Listed entries
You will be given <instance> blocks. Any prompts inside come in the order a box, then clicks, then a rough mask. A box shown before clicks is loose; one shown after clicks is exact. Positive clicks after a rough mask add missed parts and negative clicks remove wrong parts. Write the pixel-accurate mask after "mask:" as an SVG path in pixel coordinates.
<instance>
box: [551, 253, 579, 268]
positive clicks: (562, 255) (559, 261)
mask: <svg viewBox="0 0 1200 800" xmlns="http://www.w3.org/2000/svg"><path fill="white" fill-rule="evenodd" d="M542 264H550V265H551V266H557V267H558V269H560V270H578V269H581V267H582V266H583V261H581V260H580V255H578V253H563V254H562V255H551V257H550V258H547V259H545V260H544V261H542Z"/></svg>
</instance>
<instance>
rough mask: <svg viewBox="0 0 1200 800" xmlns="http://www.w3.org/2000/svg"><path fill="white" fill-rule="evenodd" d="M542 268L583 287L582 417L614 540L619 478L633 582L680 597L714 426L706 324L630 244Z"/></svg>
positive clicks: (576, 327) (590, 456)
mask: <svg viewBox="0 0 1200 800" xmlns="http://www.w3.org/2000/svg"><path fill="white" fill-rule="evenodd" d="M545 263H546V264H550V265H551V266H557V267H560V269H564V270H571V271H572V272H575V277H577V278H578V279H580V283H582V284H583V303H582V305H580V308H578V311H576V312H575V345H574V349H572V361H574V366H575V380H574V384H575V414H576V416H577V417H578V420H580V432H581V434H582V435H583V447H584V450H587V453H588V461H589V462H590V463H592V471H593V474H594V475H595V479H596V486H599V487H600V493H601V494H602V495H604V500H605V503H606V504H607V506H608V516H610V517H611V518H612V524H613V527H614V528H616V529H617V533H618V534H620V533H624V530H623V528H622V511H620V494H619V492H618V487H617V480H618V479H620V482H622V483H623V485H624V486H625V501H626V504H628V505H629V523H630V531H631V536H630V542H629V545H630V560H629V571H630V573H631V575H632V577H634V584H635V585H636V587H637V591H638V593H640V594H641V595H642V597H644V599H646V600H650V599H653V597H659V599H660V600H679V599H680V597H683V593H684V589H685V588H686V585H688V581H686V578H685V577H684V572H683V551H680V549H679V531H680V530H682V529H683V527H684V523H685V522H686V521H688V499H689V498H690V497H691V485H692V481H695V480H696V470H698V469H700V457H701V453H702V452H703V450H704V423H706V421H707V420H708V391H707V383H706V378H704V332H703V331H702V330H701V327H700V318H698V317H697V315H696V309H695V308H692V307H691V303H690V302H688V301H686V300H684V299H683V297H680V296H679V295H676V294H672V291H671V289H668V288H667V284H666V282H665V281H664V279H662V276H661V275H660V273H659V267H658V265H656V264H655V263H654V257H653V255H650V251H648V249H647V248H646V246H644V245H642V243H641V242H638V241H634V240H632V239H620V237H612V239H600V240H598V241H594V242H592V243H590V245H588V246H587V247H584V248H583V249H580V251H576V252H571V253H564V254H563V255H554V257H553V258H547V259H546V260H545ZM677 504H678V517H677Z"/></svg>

Work to complete
Arrange every line of the records above as a Markdown table with two columns, "Row" and "Record Line," and omit any blank lines.

Answer box
| Row | Record Line |
|---|---|
| 1 | You will be given <instance> blocks. Any prompts inside come in the order a box, then clicks, then a rough mask. A box shown before clicks is loose; one shown after clicks is exact. Positive clicks after a rough mask add missed parts and negative clicks remove wrong parts. Write the pixel-accurate mask after "mask:" as an SVG path in pixel coordinates. |
| 2 | <instance> |
| 3 | box: [551, 253, 579, 268] |
| 4 | positive clicks: (562, 255) (559, 261) |
| 5 | mask: <svg viewBox="0 0 1200 800" xmlns="http://www.w3.org/2000/svg"><path fill="white" fill-rule="evenodd" d="M542 264H550V265H551V266H557V267H558V269H560V270H578V269H581V267H582V266H583V261H581V260H580V255H578V253H563V254H562V255H551V257H550V258H547V259H545V260H544V261H542Z"/></svg> |
| 6 | </instance> |
| 7 | <instance> |
| 8 | rough mask: <svg viewBox="0 0 1200 800" xmlns="http://www.w3.org/2000/svg"><path fill="white" fill-rule="evenodd" d="M542 268L583 287L582 417L614 540L619 478L633 582L680 597L714 426L706 324L630 244Z"/></svg> |
| 9 | positive clicks: (576, 327) (590, 456) |
| 10 | mask: <svg viewBox="0 0 1200 800" xmlns="http://www.w3.org/2000/svg"><path fill="white" fill-rule="evenodd" d="M545 263H546V264H550V265H551V266H557V267H560V269H564V270H571V271H572V272H575V277H577V278H578V279H580V283H582V284H583V303H582V305H580V308H578V311H576V312H575V345H574V349H572V361H574V366H575V380H574V384H575V414H576V416H577V417H578V420H580V432H581V434H582V435H583V447H584V450H587V453H588V461H589V462H590V463H592V471H593V474H594V475H595V479H596V486H599V487H600V493H601V494H602V495H604V500H605V503H606V504H607V506H608V516H610V517H611V518H612V524H613V527H614V528H616V529H617V533H618V534H620V533H624V530H623V528H622V511H620V494H619V492H618V487H617V480H618V479H620V482H622V483H623V485H624V486H625V501H626V504H628V505H629V523H630V531H631V536H630V542H629V545H630V560H629V571H630V573H631V575H632V577H634V584H635V585H636V587H637V591H638V593H640V594H641V595H642V597H644V599H646V600H650V599H653V597H659V599H660V600H679V599H680V597H683V593H684V589H685V588H686V585H688V581H686V578H685V577H684V572H683V551H680V549H679V531H680V530H682V529H683V527H684V523H685V522H686V521H688V499H689V498H690V497H691V485H692V481H695V480H696V470H698V469H700V457H701V453H702V452H703V450H704V423H706V421H707V420H708V391H707V383H706V378H704V332H703V331H702V330H701V327H700V318H698V317H697V315H696V309H695V308H692V307H691V303H690V302H688V301H686V300H684V299H683V297H680V296H679V295H676V294H672V291H671V289H668V288H667V284H666V282H665V281H664V279H662V276H661V275H660V273H659V267H658V265H656V264H655V263H654V257H653V255H650V251H648V249H647V248H646V246H644V245H642V243H641V242H638V241H634V240H632V239H620V237H612V239H600V240H598V241H594V242H592V243H590V245H588V246H587V247H584V248H583V249H580V251H576V252H571V253H564V254H563V255H554V257H553V258H547V259H546V260H545ZM677 504H678V517H677Z"/></svg> |